Consigne: Pouvez-vous résumer en deux phrases l'extrait sur la responsabilité de l'écrivain ?

Extrait:

Comme dirait Pierre Mezinsky dans « Métier Ecrivain » : « UN ART QUI NE DIT RIEN , NE VAUT RIEN ! « « Ce qu'il a à dire , c'est ce qui donne à un écrivain de l'âme et du feeling. C'est ce qui lui donne sa force et son pouvoir de toucher les autres », «ça peut-être l'écho d'une souffrance héritée de son histoire personnelle, ça peut-être une vision du monde originale, intense, douloureuse....aussi cruelle qu'un traumatisme . Mais souffrance ou vision , le travail de l'artiste c'est de transformer tout ça pour en faire quelque chose d'idéal, quelque chose (...) de vertical. Sa vision du monde bouleversante doit bouleverser le monde entier».

Jean Cocteau définissait la littérature comme « un cri écrit » soulignant ainsi l'importance à donner au message, mais aussi à la responsabilité que nous avons de la forme qui lui est donnée.
 Car dès qu' un auteur s'exprime et communique, le voici responsable.

Il garde bien sûr ses pleins droits à la libre expression, à condition d'être encore dans son rôle, de pouvoir assumer ses mobiles, ses motivations en même temps que les effets qu'il produit sur ses lecteurs.

 Où se trouve le centre de son message, voir le centre de sa personne ?

«Il faut long entraînement de lecteur pour n'être pas mystifié, dupé, par de faux aveux, de fausses sincérités, de fausses visions du monde...Il est long à reconnaître le subtil vibrato en filigrane dans la voix, quand un auteur parle de ce qu'il connaît, de ce qu'il a vu, ce qu'il a vécu... Quand il n'est pas seulement en train de viser l'effet, de prendre une posture, de s'évertuer à imposer une idée de lui-même...» Pierre Mézinski

Il lui faudra avant d'aller plus loin, passer au tamis de son propre jugement éthique : or l'éducation de sa responsabilité personnelle peut être le travail d'une vie entière.

Il lui faudra accepter sa responsabilité professionnelle, autant que son désir de tout dire.

Il n'exerce pas dans un néant, et ne s'adresse pas à n'importe qui. 

Car oui, qu'on le veuille ou non, comme le dit encore Pierre Mézinski : « Le premier devoir de l'écrivain , c'est encore de faire attention à ce qu'il dit ».

Il ajoute encore : « Hélas, dès qu'on s'écarte du souci de la forme, le cri (le cri -vain?) de l'écrivain), devient vite n'importe quoi » « Durant les dernières décenies du XXème siècle, les auteurs ont décidé qu'il suffirait de tout dire pour que leur production soit de la littérature. (...) On aurait pu s'attendre à je ne sais pas moi – des secrets du monde ! Au lieu de cela, on a eu le plus simplet des exhibitionnismes.(...) c'était ça, le « tout dire ». Tout dire , c'était le nombril … ou plus bas. (…) Le vrai cri écrit, c'est autre chose. ».

L'écrivain crieur de vérité, ne peut se fourvoyer dans l'effet à trois sous, dans le plaisir narcissique de sa névrose et ne peut se complaire à y conduire à y vautrer son lecteur. Il a plutôt pour mission compatissante, s'il le peut, de l'en sortir.

Données fournies:

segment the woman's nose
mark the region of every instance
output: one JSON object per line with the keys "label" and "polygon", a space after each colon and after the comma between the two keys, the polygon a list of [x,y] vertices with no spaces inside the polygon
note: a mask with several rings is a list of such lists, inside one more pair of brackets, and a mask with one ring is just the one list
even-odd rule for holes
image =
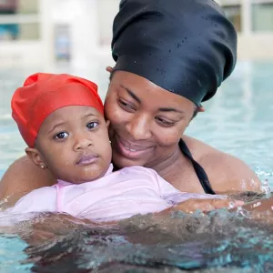
{"label": "woman's nose", "polygon": [[126,125],[127,132],[136,140],[145,140],[151,137],[150,121],[144,115],[135,116]]}

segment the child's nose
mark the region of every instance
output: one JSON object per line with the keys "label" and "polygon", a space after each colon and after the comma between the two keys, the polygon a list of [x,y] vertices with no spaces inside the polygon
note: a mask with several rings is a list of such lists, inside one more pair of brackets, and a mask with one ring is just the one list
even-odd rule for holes
{"label": "child's nose", "polygon": [[80,134],[76,136],[74,149],[78,151],[80,149],[86,149],[86,147],[93,145],[93,142],[90,138],[87,137],[86,134]]}

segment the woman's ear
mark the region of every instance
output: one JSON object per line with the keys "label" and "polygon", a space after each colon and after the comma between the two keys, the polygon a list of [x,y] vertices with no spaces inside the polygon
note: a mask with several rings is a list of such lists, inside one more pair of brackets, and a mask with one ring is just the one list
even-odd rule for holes
{"label": "woman's ear", "polygon": [[34,164],[35,164],[41,168],[47,168],[37,149],[27,147],[25,151],[27,157],[32,160]]}
{"label": "woman's ear", "polygon": [[198,112],[205,112],[205,111],[206,111],[205,107],[202,105],[200,105],[200,106],[198,107]]}
{"label": "woman's ear", "polygon": [[113,72],[113,67],[112,66],[107,66],[106,71],[109,72],[109,73],[112,73]]}

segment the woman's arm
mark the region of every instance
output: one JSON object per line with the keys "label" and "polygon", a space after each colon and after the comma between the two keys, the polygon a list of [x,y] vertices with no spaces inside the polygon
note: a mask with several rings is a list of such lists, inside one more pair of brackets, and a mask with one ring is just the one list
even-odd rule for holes
{"label": "woman's arm", "polygon": [[5,207],[11,207],[30,191],[56,183],[48,169],[39,168],[25,156],[15,161],[2,177],[0,200],[5,199]]}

Réponse: Dès qu'un écrivain s'exprime, il devient responsable de son message comme de la forme qu'il lui donne, et doit assumer ses motivations ainsi que les effets qu'il produit sur ses lecteurs. S'écarter du souci de la forme pour « tout dire » mène à l'exhibitionnisme, alors que l'écrivain doit éviter l'effet facile et le plaisir narcissique et plutôt aider son lecteur à en sortir.